Indichi se ciascuna delle affermazioni seguenti concorda con il testo sui claim e le prove scientifiche, rispondendo sì o no e citando testualmente le parole del testo che decidono la risposta. (a) L'autrice della mail si definisce una debunker. (b) Tra le autorità competenti il testo indica i NAS e le ASL. (c) Per le autorità è importante chi abbia sviluppato la ricerca a supporto del claim.

## TESTO PROPOSTO
===

Claim e prove scientifiche

Questa qui sotto non è una sbufalata, ma libere considerazioni che un’amica lettrice mi ha mandato per mail ieri dopo aver letto il mio piccolo sfogo sullo sbufalare! Non vuole comparire e rispetto il suo desiderio, anche se dovrebbe andare fiera di quanto ha scritto!
CLAIM

Non sono una debunker.

Sono un’amante della corretta informazione. Non sono una giornalista e nemmeno una scrittrice. Sono una semplice tecnica. Ho una mentalità che definirei scientifica ma non sono una scienziata. Sono curiosa e scettica, se non vedo non credo e a volte dubito persino di ciò che vedo. Premesso ciò, mentre leggevo la discussione sull’ISIS è saltata ai miei occhi una parola: CLAIM. Ora nel settore in cui lavoro, se decidiamo di fare un claim, dobbiamo avere a disposizione delle autorità competenti, il materiale a supporto di tale claim. brunsell-claim-evidence-reasoningChe sia una ricerca nostra, del fornitore, di un’università, che si trovi in letteratura da secoli, o sia stata sviluppata da un competitor poco importa alle autorità.  L’importante è che il claim sia provato e che l’ingrediente contenuto nel prodotto e che supporta il claim sia presente ina percentuale adatta al claim.
Le autorità competenti sono il MIPAAF, il PIF, i NAS, le ASL.
Non solo. Se un’affermazione non è mai stata provata non possiamo riportarla in etichetta né in alcun materiale divulgativo. Tutto ciò stressa parecchio noi della qualità e le mie colleghe della comunicazone. Se il prodotto non ha alcumo scopo curativo, ovvero non è un medicinale,  tutti i riferimenti al miglioramento dello stato di salute o alla cura/prevenzione di una o più patologie sono off limits.
Tutto questo con lo scopo di non trarre in inganno il consumatore finale, o meglio, i proprietari dei consumatori finali.
Mi sorge spontanea una domanda. Perché tutti questi giornalisti, complottisti, razzisti, allarmisti, integralisti, spacciatori di fuffa, abusatori della credulità popolare, cavalcatori della notizia che fa più audience/condivisioni non sono tenuti a riportare le prove provate delle loro dichiarazioni? Citare due articoli o due siti non attendibili non è fornire una prova. Modificare od omettere le dichiarazioni di un sito o di un’intervista non è fornire una prova. Photoshoppare una fotografia o utilizzarne una vecchia di due anni non è fornire una prova. Tutto ciò a mio avviso, e la mia opinione conta davvero poco, è trarre in inganno e manipolare il consumatore finale. Solo  che se lo faccio io, nel mio settore, l’azienda rischia una denuncia per frode e sto “ingannando” degli ignari proprietari di animali da compagnia.
Se lo fanno questi spacciatori di notizie stanno ingannando centinaia di migliaia di persone.
A prescindere dall’argomento trattato, a me non sembra giusto.

Che dire, ricevere messaggi così, ben argomentati, razionali, intelligenti… è una delle gioie del fare questo “sporco lavoro”.

===

## RECORD ESTRATTI
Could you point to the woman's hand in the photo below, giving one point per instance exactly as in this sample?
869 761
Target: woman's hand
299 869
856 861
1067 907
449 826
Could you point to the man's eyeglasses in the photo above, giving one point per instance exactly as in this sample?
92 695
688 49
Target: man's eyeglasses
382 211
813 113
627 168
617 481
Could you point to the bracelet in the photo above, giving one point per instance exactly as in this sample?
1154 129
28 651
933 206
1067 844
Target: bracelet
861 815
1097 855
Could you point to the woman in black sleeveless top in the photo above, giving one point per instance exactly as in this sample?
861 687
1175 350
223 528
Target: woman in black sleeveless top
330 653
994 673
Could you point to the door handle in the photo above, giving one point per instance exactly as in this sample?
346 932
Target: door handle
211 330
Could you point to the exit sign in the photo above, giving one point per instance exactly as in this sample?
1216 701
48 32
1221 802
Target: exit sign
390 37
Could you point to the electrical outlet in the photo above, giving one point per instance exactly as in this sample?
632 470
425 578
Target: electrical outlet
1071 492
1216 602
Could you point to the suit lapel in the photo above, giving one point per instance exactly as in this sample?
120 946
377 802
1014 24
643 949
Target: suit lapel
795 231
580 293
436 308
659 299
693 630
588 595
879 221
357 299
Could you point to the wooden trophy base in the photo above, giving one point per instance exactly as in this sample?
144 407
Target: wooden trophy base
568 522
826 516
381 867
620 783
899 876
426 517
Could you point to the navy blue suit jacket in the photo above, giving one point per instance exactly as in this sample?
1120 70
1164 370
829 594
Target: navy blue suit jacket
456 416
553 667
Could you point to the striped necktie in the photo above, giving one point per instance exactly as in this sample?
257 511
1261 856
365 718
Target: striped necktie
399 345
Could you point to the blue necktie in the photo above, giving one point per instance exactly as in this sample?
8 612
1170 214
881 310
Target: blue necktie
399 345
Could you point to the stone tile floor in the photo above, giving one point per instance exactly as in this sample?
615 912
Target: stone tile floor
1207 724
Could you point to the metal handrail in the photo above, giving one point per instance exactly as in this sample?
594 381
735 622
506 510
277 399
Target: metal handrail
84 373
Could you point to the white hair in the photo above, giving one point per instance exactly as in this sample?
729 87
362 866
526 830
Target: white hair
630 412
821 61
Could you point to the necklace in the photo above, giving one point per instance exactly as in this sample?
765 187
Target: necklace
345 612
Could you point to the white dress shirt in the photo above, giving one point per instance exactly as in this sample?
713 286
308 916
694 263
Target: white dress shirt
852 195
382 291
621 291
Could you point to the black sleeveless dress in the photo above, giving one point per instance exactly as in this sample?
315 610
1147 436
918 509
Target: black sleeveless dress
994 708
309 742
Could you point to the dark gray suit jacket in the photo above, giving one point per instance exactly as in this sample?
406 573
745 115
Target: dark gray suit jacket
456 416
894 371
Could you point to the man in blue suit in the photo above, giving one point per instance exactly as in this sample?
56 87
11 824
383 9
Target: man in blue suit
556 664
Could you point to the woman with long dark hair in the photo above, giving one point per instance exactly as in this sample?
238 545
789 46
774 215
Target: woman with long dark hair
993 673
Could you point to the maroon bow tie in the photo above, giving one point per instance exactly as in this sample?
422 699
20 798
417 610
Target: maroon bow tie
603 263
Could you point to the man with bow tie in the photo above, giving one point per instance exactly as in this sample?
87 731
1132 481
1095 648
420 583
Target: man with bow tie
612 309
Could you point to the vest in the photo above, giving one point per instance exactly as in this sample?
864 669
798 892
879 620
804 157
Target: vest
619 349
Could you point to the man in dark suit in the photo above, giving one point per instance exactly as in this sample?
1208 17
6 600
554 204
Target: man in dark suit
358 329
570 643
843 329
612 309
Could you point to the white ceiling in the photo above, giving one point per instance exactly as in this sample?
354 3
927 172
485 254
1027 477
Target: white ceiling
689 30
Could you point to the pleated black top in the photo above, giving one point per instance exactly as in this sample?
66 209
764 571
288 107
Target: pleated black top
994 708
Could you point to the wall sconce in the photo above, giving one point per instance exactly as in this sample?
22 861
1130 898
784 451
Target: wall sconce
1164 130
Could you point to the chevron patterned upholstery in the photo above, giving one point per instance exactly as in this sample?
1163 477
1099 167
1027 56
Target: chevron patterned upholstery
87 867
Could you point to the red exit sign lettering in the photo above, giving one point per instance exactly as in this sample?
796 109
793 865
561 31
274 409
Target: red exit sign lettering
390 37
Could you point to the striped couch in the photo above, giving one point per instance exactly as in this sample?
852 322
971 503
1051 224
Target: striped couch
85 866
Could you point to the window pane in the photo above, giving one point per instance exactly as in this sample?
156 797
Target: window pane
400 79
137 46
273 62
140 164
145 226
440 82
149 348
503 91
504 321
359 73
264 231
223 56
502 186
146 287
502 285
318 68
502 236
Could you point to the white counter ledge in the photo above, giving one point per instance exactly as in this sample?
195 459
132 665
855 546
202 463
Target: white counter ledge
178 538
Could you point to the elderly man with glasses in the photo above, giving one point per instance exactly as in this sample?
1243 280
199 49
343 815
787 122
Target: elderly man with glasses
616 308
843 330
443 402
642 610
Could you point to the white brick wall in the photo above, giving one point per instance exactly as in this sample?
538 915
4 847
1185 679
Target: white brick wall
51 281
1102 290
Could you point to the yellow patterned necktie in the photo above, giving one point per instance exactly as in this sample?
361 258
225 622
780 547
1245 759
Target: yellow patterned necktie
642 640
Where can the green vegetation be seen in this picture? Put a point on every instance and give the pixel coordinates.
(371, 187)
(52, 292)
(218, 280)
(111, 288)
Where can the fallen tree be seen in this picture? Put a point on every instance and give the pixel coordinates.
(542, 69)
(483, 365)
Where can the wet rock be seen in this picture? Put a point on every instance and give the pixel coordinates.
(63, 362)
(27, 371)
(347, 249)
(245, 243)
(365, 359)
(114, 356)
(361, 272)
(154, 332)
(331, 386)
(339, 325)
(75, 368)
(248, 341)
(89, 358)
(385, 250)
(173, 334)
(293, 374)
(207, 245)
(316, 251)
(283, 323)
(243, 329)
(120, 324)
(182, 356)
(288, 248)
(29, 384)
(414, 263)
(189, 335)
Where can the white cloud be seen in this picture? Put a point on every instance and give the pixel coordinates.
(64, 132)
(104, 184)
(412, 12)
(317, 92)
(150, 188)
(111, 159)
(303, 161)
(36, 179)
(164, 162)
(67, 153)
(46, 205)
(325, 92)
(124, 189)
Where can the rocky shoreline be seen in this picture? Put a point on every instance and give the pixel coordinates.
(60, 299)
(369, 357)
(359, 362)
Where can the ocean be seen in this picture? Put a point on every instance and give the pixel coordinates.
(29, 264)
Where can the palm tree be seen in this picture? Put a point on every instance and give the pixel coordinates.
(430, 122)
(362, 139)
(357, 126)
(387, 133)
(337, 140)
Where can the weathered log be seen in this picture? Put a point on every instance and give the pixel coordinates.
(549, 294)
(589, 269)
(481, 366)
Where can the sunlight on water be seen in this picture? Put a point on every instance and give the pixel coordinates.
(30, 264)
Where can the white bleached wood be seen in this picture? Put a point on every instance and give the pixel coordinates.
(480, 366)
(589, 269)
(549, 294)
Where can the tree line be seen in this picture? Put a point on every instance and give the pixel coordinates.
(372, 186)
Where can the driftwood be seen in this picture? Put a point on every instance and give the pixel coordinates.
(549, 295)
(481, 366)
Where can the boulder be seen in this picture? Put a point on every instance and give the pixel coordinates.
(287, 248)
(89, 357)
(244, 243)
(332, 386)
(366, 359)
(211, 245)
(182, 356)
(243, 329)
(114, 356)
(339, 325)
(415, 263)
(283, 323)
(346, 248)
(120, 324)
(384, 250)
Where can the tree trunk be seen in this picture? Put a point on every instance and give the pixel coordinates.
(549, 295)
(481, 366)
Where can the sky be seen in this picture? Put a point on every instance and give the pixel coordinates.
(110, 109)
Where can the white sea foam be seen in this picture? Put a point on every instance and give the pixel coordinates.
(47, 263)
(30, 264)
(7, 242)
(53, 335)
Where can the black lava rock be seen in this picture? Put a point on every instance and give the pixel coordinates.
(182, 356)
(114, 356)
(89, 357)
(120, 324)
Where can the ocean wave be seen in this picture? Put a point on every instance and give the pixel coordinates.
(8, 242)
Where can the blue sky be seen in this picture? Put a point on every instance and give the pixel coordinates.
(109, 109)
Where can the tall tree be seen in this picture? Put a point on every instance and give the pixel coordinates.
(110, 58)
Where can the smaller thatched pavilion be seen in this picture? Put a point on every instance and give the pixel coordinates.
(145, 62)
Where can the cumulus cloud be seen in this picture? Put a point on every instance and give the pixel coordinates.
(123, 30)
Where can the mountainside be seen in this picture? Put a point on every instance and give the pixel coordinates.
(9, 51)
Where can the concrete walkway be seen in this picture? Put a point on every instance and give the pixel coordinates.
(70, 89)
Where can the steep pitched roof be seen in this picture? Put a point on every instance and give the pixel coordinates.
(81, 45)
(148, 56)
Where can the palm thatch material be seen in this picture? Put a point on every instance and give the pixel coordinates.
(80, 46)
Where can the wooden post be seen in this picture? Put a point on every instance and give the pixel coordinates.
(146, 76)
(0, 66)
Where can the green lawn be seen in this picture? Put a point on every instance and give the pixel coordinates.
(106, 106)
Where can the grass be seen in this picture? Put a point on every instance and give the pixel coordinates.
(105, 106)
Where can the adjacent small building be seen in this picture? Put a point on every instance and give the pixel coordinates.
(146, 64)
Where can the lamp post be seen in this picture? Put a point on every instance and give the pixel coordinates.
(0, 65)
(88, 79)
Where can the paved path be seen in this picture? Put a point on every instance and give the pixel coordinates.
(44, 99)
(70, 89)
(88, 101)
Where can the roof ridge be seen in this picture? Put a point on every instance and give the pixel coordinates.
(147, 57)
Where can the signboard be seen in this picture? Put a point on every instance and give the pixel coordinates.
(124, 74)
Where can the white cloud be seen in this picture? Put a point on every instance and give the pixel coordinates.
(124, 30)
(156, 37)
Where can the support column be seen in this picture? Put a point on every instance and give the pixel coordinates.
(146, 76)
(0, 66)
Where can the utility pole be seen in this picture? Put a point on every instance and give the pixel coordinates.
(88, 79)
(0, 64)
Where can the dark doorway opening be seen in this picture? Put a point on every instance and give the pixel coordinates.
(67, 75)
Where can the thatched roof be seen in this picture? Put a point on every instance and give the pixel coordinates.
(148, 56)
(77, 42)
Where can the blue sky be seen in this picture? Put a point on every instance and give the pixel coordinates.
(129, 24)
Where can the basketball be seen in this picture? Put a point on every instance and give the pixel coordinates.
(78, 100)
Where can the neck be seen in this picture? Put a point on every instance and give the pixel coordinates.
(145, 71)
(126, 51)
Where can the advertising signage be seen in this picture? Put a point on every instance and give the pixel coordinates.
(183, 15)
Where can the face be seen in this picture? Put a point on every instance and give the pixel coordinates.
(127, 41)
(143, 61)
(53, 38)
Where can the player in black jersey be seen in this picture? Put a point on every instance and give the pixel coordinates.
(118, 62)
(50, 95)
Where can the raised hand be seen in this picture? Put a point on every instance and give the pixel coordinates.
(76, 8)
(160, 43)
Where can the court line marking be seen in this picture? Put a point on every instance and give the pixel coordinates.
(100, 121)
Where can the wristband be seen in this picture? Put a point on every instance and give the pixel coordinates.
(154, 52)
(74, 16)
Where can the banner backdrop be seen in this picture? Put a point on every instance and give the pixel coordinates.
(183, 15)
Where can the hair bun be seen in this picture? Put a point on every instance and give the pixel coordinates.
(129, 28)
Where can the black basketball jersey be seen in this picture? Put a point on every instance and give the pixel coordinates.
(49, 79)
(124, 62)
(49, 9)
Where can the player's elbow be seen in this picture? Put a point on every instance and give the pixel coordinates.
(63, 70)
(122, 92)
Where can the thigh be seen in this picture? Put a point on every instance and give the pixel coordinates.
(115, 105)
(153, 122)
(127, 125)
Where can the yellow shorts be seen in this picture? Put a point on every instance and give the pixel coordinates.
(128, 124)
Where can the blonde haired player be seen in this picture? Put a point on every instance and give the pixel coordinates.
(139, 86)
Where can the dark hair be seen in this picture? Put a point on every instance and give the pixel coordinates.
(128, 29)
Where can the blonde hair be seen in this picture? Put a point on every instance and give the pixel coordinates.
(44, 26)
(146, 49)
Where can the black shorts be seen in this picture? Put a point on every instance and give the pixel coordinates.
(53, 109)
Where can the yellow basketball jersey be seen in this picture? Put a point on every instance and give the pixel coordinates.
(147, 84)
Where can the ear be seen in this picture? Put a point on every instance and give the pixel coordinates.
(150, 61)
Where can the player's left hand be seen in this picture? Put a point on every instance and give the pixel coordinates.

===

## SOLUZIONE SCRITTA
(a) No: «Non sono una debunker.»
(b) Sì: «Le autorità competenti sono il MIPAAF, il PIF, i NAS, le ASL.»
(c) No: «o sia stata sviluppata da un competitor poco importa alle autorità»